Every once in a while I come across a chance to own a piece of history. Nothing so spectacular as a handwritten note from Ben Franklin, or a scrap of the original Bill of Rights, but an original document penned by an Iowa farmer in the early 19th century.  His diary  is a one-way conversation with a bit of this country’s past. The words, however, move me in ways no history book ever has. Here are some excerpts from Josuah Penn’s life:

January 2, 1886 – “Took the sleigh into town today to fetch Rev. Gill. Mother is poorly.  The snow is piled so high that we almost didn’t make it back. Reverend is spending the night, possibly mother’s last.”

January 4 –  “Many turned out for the funeral today. The ground was cold and I wept on the inside so others would not see my pain as J.K. and Moss helped me prepare the frozen ground. Mother was beloved. It was good to my heart to see so many turn out on this dark cold afternoon. She is with the Lord, she is at peace at last.”

(Point location data)

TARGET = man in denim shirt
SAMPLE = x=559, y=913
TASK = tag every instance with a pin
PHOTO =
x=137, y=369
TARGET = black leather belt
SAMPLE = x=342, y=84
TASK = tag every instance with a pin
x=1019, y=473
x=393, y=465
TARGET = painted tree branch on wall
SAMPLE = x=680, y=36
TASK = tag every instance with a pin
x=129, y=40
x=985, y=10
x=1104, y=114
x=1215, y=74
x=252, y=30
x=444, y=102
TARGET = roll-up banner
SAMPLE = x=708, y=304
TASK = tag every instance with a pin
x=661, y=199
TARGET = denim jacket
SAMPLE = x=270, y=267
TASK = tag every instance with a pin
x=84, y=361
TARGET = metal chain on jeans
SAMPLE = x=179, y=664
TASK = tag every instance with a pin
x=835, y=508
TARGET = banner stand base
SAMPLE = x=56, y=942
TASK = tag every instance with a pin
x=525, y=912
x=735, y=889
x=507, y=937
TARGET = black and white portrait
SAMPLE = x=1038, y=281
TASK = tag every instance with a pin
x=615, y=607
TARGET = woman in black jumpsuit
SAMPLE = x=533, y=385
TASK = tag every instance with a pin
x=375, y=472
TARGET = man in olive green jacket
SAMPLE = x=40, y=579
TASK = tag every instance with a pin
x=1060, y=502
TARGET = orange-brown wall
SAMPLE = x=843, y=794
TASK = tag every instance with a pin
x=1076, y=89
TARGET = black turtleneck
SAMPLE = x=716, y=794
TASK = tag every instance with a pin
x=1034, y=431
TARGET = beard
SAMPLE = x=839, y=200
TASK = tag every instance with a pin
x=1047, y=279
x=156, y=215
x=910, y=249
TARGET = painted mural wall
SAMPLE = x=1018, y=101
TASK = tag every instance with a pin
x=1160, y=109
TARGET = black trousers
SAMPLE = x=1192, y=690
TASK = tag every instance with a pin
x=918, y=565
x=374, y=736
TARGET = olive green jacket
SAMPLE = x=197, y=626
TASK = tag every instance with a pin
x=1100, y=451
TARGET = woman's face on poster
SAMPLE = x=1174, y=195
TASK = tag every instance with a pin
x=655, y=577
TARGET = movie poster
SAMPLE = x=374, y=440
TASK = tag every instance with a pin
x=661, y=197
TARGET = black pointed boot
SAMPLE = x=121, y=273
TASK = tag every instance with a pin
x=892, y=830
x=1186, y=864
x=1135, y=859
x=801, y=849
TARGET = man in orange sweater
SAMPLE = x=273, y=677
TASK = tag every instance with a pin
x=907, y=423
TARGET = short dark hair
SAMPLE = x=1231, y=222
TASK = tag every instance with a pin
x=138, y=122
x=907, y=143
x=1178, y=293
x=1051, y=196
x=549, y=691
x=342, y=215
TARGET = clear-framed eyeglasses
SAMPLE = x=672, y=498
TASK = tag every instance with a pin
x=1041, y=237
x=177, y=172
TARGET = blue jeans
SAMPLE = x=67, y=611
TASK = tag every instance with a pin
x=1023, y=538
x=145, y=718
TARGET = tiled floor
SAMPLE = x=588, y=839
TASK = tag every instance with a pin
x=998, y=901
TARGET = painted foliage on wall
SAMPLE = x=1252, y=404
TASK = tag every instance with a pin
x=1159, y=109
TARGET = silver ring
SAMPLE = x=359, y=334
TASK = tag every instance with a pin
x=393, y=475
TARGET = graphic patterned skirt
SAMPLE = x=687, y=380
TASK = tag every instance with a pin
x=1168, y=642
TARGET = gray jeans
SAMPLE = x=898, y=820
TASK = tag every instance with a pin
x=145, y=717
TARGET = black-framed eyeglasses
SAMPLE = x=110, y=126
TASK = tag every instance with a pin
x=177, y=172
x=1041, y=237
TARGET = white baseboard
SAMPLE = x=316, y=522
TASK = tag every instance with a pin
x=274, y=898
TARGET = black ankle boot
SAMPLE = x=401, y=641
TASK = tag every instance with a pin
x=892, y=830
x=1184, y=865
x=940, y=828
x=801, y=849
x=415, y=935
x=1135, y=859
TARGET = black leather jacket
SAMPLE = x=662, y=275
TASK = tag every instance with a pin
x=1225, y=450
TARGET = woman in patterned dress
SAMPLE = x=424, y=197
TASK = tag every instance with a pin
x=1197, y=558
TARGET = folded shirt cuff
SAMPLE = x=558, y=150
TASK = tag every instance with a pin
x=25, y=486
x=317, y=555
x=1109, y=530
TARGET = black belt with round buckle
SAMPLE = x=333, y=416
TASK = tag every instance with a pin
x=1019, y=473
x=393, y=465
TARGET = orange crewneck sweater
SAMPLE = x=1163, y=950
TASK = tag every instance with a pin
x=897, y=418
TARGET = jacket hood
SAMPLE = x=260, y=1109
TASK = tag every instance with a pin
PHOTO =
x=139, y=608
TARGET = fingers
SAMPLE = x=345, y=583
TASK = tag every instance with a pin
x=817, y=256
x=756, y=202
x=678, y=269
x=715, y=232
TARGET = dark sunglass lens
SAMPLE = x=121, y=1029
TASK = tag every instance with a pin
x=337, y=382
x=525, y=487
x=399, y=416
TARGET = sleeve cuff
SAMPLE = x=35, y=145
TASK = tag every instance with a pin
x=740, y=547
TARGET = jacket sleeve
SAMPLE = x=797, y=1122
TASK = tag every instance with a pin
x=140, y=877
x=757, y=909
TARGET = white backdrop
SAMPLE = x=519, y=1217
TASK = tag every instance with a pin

• _Problem set_
[A] List every person mentioned by name in the piece about the Iowa farmer's diary.
[B] Continue the piece about the Iowa farmer's diary from the point where it stops.

• _Responses in order_
[A] Ben Franklin, Josuah Penn, Rev. Gill, J.K., Moss

[B]
April 18, 1886 – “The rain! It runs in rivers down the roof shingles and floods the yard, overflowing the duck pond. The wagon wheels are dragged down with  mud until they stop solid and refuse to move anymore. Daniel and I have tried in vain to move them with the aid of the mules, but no good. We will try tomorrow.

August 10, 1886 –  “A new life! Another boy! I cannot express my joy at this wonder of beauty and sweetness! Hannah is well and resting after her long ordeal and my precious new son will be named Elijah, for her father. A parting and a new beginning within the span of half a year. The miracle of life brought full circle.”

On August 10 2011 , baby Elijah would be celebrating his  125th birthday. Yet as I read the joyful announcement of his son’s birth, the span of time melts and I am drawn into the celebration of a new life.  Words have power and when written down, they endure.  Joshua Penn is long gone, but his diary whispers his story to those willing to take the time to listen.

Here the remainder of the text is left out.